Consignes |
[A] Renvoyez le passage de la chronique de l'album de Merge qui commence par « Ineffable : qu’on » et se termine par « différentes des débuts. ».
[B] Dans la chronique de l'album de Merge, présentez sous forme de liste le paragraphe qui commence par « Si en apparence, la recette musicale », en conservant ses faits principaux.
[C] Poursuivez la chronique de l'album de Merge à partir de la fin de son dernier paragraphe.

Texte retenu |
^^^^^^^^^^^^^^^^

Ineffable : qu’on ne peut exprimer par des mots en raison de son intensité ou de sa nature. N’est-ce pas la raison première pour laquelle la musique existe ? Quand les mots apparaissent trop faibles voire impuissants pour décrire un ressenti, une émotion, un sentiment particulier, alors bien souvent la musique s’avère être une alternative de choix pour transcender la vacuité des mots. Presque trois années se sont écoulées depuis “Elysion” qui avait permis à Merge de se faire connaître à l’étranger. Entre temps, le quintette a du faire face aux changements inhérents à toute formation de son (jeune) âge : changements de line up, revirement musical annoncé avec “Sacré Coeur” etc pour finalement aboutir sur un deuxième opus aux couleurs différentes des débuts.
Si en apparence, la recette musicale des Parisiens semble s’être simplifiée avec des formats de titres plus courts (quatre minutes en moyenne), la suppression des voix hurlées, des break traditionnels au post hardcore, Merge ne cède pas à la facilité pour autant. La formule a évolué et c’est avec une version plus sobre et plus moderne que Merge nous présente sa nouvelle entité : les guitares abrasives côtoient maintenant des éléments électroniques qui font mouche (“The Password”). Le piano a lui aussi pris une place importante dans les ambiances (le single “Soaring”, la magnifique reprise de Twenty One Pilots “Heathens” qui permet d’effacer les derniers doutes subsistants quant aux capacités vocales du nouveau chanteur).
La comparaison semble facile et évidente mais, à la manière d’un Bring Me The Horizon, Merge a trouvé son propre équilibre, certains riffs n’étant jamais réellement loin d’un rock indé/alternatif dont ses géniteurs sont friands. Seule la voix de Max, trop en avant et tapant parfois dans les aigus (“Bloodstream”), ne parvient pas à éviter l’écueil dangereux de tomber dans l’archétype des groupes de neo rock qui ont souvent de très bons chanteurs mais dont l’organe vocal manque de retenue. La voix monopolise trop l’attention de l’auditeur et ne laisse pas suffisamment respirer les instruments.

^^^^^^^^^^^^^^^^

Données fournies |

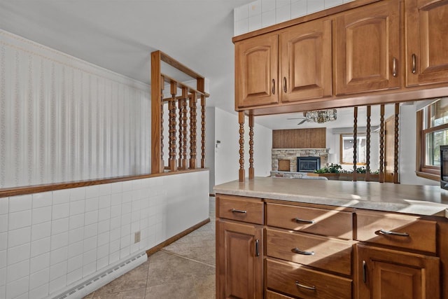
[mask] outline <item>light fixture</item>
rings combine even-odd
[[[303,113],[307,121],[323,123],[328,121],[336,120],[337,113],[336,109],[315,110]]]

^^^^^^^^^^^^^^^^

Réponses |
[A]
Ineffable : qu’on ne peut exprimer par des mots en raison de son intensité ou de sa nature. N’est-ce pas la raison première pour laquelle la musique existe ? Quand les mots apparaissent trop faibles voire impuissants pour décrire un ressenti, une émotion, un sentiment particulier, alors bien souvent la musique s’avère être une alternative de choix pour transcender la vacuité des mots. Presque trois années se sont écoulées depuis “Elysion” qui avait permis à Merge de se faire connaître à l’étranger. Entre temps, le quintette a du faire face aux changements inhérents à toute formation de son (jeune) âge : changements de line up, revirement musical annoncé avec “Sacré Coeur” etc pour finalement aboutir sur un deuxième opus aux couleurs différentes des débuts.

[B]
- Les Parisiens ont adopté des titres plus courts, d'environ quatre minutes en moyenne.
- Ils ont supprimé les voix hurlées et les breaks traditionnels du post hardcore, sans pour autant céder à la facilité.
- La formule est devenue plus sobre et plus moderne.
- Les guitares abrasives côtoient désormais des éléments électroniques efficaces, par exemple dans « The Password ».
- Le piano tient une place importante dans les ambiances, notamment dans le single « Soaring ».
- On le retrouve aussi dans la reprise de « Heathens » de Twenty One Pilots, qui dissipe les derniers doutes sur les capacités vocales du nouveau chanteur.

[C]
Heureusement, les compositions sont aérées avec de nombreuses accalmies (celle de “The Exit”, tout simplement remarquable) même si ces dernières trahissent des structures peut-être trop souvent à l’identique. En surface, la prise de risque apparaît alors absente, ce que dissipe rapidement les écoutes répétées. “Mirage”, qui repose essentiellement sur des éléments électroniques et des effets, flirtant carrément avec la chillwave, chasse par exemple cette pensée facile. Les textes, plus impactant, assoient davantage cette maturité ainsi que le virage musical intelligemment amorcé avec “Ineffable”. La formation affiche de l’assurance avec des morceaux aux ambiances fédératrices et travaillées telles que “Recovery” ou “The Exit”.
Enfin, Merge n’a pas écarté ses traditions pour autant : le superbe final instrumental “In Details Part 3, Futari No Michi “, dont un nouveau chapitre nous est dévoilé à chaque sortie, en est la preuve. A elle seule, cette composition aux accents post rock démontre un talent de composition incroyable, dont les influences japonaises insufflent une personnalité supplémentaire à l’ensemble. Certainement un atout sur lequel le groupe pourrait s’appuyer davantage dans le futur.
Ineffable : onze compositions soignées, qui sont difficilement qualifiables par des mots en raison de leur intensité et de leur nature. Si sur “Elysion”, Merge ne se cachait pas de broyer du noir, avec “Ineffable”, les Parisiens compliquent la tendance : le brouillard est chassé à coups de mélodies puissantes mais le vent le ramène inlassablement. L’auditeur est captif d’un état lunatique où il n’a d’autre choix que de garder un pied dans l’ombre et l’autre résolument dans la lumière, sans réellement jamais savoir si l’un ou l’autre prendra le dessus. Et c’est peut-être ce qui fait de “Ineffable” un album fort malgré la présence de deux ou trois titres moins efficaces.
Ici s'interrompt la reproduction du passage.